Referring expression data

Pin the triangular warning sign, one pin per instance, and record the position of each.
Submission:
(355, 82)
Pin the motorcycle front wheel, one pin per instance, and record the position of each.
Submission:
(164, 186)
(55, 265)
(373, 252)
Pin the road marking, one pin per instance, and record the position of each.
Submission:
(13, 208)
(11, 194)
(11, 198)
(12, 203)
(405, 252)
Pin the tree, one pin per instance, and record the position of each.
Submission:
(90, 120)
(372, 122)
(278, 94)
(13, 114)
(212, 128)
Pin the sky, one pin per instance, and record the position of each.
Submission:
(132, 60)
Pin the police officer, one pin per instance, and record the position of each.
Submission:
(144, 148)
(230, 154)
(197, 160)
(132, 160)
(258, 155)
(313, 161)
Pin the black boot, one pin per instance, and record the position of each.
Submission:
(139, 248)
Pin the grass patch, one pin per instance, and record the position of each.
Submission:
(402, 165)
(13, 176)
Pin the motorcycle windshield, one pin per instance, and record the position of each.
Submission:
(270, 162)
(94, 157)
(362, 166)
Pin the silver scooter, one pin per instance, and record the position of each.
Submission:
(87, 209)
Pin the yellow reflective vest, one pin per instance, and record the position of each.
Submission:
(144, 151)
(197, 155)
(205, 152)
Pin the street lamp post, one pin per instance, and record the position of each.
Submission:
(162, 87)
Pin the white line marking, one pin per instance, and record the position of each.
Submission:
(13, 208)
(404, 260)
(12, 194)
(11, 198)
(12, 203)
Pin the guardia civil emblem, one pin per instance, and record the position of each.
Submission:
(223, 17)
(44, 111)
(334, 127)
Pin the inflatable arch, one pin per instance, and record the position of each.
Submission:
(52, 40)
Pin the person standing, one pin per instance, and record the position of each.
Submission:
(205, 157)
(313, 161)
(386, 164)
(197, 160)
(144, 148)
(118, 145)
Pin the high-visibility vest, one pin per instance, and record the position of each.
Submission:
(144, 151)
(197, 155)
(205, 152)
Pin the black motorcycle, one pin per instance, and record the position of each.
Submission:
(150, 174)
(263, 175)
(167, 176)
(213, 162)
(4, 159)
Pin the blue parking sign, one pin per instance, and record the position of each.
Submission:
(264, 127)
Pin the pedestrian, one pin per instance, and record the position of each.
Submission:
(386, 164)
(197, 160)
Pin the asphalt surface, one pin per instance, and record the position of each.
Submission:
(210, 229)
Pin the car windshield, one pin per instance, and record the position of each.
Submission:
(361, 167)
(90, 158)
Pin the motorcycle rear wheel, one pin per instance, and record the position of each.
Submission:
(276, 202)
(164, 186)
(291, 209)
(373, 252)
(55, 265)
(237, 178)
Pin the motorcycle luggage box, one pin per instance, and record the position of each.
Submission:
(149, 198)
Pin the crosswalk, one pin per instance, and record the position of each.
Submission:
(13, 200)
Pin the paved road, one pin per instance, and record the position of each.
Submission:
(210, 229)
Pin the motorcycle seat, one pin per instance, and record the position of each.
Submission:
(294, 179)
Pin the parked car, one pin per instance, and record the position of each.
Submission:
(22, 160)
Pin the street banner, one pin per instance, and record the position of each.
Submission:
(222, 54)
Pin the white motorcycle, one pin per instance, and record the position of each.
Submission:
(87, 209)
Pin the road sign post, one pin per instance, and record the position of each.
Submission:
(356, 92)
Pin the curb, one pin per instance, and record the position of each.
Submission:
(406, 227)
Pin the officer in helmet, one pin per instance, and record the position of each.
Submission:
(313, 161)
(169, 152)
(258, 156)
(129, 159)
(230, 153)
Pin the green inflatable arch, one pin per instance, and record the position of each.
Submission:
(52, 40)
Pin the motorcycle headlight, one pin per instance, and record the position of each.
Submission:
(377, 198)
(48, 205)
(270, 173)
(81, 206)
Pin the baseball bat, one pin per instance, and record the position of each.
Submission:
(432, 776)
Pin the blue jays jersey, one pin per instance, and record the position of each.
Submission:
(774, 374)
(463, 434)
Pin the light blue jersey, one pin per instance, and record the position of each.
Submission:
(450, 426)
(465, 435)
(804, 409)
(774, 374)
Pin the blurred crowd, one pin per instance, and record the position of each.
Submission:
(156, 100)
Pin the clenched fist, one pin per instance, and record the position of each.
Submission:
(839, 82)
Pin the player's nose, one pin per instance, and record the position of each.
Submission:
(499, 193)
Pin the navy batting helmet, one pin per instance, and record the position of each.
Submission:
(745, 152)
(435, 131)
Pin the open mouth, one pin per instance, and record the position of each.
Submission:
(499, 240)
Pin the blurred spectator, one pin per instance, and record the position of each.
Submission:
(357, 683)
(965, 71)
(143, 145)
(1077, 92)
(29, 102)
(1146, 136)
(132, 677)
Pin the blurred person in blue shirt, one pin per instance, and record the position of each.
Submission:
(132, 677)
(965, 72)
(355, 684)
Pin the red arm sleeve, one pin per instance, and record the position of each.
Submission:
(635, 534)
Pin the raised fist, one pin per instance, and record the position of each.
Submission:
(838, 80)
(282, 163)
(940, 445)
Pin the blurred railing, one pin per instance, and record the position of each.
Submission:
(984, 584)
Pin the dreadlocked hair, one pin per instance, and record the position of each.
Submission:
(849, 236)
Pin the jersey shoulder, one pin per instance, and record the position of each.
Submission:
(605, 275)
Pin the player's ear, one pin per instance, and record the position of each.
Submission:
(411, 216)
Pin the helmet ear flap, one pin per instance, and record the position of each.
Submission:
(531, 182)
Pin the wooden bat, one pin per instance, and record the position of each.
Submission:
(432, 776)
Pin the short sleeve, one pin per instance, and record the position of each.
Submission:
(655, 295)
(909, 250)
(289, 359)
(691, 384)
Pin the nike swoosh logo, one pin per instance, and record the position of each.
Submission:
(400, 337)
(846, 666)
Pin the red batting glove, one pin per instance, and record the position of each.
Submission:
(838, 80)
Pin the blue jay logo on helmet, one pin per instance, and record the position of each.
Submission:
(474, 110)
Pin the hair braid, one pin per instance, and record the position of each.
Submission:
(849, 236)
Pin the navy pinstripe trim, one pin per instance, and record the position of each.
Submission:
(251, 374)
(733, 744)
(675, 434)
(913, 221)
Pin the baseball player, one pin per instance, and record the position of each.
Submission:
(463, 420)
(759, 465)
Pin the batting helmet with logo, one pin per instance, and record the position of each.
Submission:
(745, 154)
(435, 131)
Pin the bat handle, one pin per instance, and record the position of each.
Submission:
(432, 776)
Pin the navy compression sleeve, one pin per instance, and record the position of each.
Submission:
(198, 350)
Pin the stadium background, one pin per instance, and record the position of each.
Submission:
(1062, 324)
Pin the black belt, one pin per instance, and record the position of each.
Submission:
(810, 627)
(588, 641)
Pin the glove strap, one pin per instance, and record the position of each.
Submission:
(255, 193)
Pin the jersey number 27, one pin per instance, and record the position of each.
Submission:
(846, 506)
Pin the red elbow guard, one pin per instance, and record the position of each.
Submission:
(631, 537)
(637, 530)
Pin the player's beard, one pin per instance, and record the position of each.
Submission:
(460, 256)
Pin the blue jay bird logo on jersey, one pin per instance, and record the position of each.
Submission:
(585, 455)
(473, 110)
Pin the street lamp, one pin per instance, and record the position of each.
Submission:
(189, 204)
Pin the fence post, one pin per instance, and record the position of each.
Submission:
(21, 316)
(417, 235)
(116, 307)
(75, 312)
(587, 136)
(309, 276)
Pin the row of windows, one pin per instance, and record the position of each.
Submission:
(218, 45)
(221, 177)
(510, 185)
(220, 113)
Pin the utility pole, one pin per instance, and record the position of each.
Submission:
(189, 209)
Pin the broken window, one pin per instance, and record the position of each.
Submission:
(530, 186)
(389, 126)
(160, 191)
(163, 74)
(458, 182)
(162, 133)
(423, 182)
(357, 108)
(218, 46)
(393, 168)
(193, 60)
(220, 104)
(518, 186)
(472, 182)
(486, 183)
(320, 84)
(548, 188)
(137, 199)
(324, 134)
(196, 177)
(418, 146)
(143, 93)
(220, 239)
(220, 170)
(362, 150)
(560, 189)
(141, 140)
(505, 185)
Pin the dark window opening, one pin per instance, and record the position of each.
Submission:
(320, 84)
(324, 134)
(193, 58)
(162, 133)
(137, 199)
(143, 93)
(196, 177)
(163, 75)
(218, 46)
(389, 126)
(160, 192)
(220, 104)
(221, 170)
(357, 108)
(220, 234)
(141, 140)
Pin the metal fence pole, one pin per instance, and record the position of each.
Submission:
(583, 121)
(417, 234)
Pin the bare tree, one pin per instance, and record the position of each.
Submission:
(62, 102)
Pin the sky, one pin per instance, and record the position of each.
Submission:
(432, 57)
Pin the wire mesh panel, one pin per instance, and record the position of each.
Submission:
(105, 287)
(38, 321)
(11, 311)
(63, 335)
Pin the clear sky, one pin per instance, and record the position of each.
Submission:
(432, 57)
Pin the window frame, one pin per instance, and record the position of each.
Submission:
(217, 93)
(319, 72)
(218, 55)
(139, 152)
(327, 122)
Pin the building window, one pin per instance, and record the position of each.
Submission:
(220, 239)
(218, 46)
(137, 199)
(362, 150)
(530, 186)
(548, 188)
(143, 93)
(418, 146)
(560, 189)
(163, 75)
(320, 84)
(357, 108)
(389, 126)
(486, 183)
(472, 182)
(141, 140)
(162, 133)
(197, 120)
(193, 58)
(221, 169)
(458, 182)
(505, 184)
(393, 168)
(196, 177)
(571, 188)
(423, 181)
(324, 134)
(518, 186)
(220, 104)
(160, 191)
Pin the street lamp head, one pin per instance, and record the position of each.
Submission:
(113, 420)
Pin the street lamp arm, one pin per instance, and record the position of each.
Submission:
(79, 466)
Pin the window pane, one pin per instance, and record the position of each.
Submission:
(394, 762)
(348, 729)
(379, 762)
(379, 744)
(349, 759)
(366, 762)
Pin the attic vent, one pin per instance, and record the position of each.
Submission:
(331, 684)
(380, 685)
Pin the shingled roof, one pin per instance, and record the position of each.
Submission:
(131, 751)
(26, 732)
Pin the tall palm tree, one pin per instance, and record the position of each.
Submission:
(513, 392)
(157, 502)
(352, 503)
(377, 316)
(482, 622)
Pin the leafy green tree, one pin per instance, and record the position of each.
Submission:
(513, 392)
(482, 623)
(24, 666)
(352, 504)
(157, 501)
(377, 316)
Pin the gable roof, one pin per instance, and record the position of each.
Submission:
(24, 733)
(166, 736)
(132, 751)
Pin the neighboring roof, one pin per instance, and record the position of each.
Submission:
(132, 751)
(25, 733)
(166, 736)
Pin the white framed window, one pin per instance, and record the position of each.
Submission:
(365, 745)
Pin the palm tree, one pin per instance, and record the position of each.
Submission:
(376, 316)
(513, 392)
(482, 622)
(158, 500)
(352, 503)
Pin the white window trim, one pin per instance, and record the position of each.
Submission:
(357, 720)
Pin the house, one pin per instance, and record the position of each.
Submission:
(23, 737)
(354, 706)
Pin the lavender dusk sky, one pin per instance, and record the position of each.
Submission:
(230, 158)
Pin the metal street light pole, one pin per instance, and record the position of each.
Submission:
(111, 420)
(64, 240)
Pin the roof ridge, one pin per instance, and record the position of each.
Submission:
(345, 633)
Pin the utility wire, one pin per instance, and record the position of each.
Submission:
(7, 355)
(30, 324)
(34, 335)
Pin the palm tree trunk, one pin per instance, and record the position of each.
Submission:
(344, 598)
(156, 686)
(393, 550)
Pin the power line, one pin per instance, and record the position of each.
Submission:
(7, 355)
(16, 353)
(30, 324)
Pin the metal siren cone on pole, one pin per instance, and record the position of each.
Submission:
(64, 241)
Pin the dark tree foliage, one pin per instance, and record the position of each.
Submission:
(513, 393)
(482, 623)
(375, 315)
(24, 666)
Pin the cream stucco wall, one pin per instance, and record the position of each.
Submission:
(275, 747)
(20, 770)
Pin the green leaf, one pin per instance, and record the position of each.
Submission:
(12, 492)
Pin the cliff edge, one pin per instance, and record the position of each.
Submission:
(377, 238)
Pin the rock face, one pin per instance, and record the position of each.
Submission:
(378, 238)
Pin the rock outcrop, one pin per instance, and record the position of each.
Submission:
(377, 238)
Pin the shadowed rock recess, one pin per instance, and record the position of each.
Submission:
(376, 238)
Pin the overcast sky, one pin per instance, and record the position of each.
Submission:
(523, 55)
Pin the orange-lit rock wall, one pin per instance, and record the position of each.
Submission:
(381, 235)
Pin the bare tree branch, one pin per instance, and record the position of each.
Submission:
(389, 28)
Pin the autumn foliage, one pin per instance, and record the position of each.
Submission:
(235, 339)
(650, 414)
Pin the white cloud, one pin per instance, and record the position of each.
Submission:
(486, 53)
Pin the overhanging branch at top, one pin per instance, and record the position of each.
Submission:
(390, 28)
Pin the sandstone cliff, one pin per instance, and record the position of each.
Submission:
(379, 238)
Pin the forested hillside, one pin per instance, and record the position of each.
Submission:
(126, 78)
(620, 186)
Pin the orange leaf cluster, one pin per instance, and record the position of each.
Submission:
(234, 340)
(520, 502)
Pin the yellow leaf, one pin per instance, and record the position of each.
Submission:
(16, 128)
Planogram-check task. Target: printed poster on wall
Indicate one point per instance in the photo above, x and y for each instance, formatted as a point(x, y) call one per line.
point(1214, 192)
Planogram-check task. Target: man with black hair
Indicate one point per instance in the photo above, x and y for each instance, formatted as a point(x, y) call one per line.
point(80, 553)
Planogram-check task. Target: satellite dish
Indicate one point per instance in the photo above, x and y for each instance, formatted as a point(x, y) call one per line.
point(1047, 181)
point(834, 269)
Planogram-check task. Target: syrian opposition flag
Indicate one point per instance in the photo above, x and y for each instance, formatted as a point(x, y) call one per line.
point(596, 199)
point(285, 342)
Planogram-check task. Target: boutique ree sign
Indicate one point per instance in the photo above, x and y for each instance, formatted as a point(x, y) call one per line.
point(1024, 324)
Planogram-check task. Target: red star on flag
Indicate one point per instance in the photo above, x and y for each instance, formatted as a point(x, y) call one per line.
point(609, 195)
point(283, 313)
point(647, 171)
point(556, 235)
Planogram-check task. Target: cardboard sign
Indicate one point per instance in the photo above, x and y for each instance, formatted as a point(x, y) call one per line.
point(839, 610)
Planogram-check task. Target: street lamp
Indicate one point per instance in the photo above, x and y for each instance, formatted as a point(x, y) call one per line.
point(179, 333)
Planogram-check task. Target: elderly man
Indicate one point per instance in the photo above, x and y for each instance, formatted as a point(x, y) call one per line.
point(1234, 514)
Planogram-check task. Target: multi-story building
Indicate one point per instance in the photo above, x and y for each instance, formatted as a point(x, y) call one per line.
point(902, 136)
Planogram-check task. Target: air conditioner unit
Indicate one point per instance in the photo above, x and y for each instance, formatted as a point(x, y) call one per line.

» **What the task asks**
Only the lines containing "with" are needed; copy each of them from the data.

» **Exercise solution**
Pin the batting helmet with logo, one pin per instance, and record the position of each.
Planogram-check task. Target: man with black hair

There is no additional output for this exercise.